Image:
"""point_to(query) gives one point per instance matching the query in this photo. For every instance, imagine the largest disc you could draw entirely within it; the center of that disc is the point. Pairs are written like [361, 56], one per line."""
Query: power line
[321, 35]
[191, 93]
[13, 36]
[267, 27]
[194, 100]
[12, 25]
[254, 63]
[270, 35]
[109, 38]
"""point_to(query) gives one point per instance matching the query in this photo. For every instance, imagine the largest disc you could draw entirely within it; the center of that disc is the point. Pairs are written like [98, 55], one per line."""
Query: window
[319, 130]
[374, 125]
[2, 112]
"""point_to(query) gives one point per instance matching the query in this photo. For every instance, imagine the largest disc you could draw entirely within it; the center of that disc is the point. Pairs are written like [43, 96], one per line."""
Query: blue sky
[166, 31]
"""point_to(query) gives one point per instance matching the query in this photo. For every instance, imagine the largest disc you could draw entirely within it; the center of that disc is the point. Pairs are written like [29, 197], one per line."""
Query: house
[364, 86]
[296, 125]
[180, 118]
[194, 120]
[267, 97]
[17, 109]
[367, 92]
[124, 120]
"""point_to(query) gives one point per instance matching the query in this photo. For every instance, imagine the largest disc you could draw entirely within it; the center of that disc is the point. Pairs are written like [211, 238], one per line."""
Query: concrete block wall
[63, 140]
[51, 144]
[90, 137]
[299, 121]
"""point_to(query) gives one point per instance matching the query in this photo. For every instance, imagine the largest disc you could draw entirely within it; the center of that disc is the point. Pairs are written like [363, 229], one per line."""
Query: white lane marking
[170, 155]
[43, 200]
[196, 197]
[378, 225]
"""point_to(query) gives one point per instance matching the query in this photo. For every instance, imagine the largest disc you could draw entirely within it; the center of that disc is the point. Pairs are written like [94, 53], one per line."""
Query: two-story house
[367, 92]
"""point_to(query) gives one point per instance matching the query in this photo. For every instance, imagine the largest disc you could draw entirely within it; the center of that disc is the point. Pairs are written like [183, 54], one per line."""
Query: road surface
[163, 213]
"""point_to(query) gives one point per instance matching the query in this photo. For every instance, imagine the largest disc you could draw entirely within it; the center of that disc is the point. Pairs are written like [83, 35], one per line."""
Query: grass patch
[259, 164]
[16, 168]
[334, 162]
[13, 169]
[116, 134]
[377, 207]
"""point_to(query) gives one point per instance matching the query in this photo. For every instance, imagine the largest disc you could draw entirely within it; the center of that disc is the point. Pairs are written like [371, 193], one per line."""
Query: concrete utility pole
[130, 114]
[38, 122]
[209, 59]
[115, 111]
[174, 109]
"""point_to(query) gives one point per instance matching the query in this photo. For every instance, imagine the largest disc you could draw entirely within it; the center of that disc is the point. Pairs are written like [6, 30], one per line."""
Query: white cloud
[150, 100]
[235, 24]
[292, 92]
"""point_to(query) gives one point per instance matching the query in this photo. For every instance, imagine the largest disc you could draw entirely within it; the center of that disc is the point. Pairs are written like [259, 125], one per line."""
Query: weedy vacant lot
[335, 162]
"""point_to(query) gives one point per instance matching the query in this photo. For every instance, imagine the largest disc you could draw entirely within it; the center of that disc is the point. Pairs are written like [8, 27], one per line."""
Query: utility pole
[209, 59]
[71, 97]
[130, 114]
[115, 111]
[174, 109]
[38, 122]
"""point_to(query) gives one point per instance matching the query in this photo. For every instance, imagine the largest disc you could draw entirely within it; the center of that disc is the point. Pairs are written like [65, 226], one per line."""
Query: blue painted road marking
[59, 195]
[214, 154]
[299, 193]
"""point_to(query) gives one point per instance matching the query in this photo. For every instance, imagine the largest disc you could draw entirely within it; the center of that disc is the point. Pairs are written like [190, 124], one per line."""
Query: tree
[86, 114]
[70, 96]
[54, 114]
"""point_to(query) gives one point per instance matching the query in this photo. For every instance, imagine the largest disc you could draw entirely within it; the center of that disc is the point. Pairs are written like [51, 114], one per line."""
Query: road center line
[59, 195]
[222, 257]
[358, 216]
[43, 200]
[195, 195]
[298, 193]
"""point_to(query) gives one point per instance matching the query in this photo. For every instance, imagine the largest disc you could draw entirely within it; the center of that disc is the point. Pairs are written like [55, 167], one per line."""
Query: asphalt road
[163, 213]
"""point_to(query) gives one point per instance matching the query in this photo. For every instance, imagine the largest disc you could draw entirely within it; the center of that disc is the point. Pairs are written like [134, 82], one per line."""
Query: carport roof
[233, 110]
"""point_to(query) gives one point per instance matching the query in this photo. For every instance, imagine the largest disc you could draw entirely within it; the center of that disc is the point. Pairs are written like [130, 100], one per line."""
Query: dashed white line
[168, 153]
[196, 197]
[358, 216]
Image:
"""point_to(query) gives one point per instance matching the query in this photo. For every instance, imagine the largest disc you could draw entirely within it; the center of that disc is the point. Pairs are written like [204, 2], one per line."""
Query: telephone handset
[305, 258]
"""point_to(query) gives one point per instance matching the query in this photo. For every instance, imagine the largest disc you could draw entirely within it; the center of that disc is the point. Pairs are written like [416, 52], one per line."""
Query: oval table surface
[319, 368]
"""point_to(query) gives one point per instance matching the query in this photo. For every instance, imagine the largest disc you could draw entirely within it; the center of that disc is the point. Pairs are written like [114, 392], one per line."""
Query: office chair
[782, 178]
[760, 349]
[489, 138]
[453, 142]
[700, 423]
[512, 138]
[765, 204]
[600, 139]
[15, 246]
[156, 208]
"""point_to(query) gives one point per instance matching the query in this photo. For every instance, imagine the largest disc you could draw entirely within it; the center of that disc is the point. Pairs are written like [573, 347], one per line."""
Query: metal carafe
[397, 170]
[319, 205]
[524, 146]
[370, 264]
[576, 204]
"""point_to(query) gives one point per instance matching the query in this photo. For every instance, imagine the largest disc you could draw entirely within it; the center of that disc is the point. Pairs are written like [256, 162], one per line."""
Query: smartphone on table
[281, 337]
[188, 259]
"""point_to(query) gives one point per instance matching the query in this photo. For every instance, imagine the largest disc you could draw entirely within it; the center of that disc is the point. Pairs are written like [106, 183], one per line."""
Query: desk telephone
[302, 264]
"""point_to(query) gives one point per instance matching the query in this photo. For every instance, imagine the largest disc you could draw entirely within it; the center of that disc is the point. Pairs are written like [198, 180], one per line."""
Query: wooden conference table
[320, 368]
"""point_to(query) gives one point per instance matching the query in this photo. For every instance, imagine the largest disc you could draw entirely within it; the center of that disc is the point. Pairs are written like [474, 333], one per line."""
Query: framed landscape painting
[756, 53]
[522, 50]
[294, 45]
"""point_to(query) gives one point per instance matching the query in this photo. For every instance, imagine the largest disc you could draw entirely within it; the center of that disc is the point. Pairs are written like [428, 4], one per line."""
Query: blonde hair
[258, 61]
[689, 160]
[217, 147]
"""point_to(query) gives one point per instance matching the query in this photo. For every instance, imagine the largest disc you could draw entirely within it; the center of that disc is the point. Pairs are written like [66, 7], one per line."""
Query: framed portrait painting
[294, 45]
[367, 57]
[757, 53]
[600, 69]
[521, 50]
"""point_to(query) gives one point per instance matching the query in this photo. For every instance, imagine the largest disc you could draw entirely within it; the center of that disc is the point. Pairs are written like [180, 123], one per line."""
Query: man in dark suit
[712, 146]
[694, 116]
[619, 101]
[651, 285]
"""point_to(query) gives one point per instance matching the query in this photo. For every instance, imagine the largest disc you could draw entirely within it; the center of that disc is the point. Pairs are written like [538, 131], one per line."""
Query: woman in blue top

§ **TASK**:
Beginning with the line that contains "[66, 7], one", write out every line through the end of the entries above, exactly.

§ **REPLY**:
"""point_to(query) gives one point per instance matching the query in this photo. For every instance, imagine the largest disc you could draw entirely within it; the center of that disc is the point. Pairs are written like [66, 7], one per line."""
Query: framed portrait painting
[294, 45]
[367, 57]
[757, 53]
[600, 69]
[521, 50]
"""point_to(query) gives one point per instance matching the query in this photo. For every instance, imagine the largest disc you could draw entirely within it; the center of that disc is the point. Pairs are written like [180, 123], one per line."""
Query: man in dark suit
[712, 146]
[694, 116]
[619, 101]
[651, 285]
"""point_to(query) gives one point per instance matching the query in this photo. For every instance, imagine the largest disc you could draw entirely within it; the center of that disc is the point. Pairs are written like [538, 131], one per line."""
Query: woman in blue top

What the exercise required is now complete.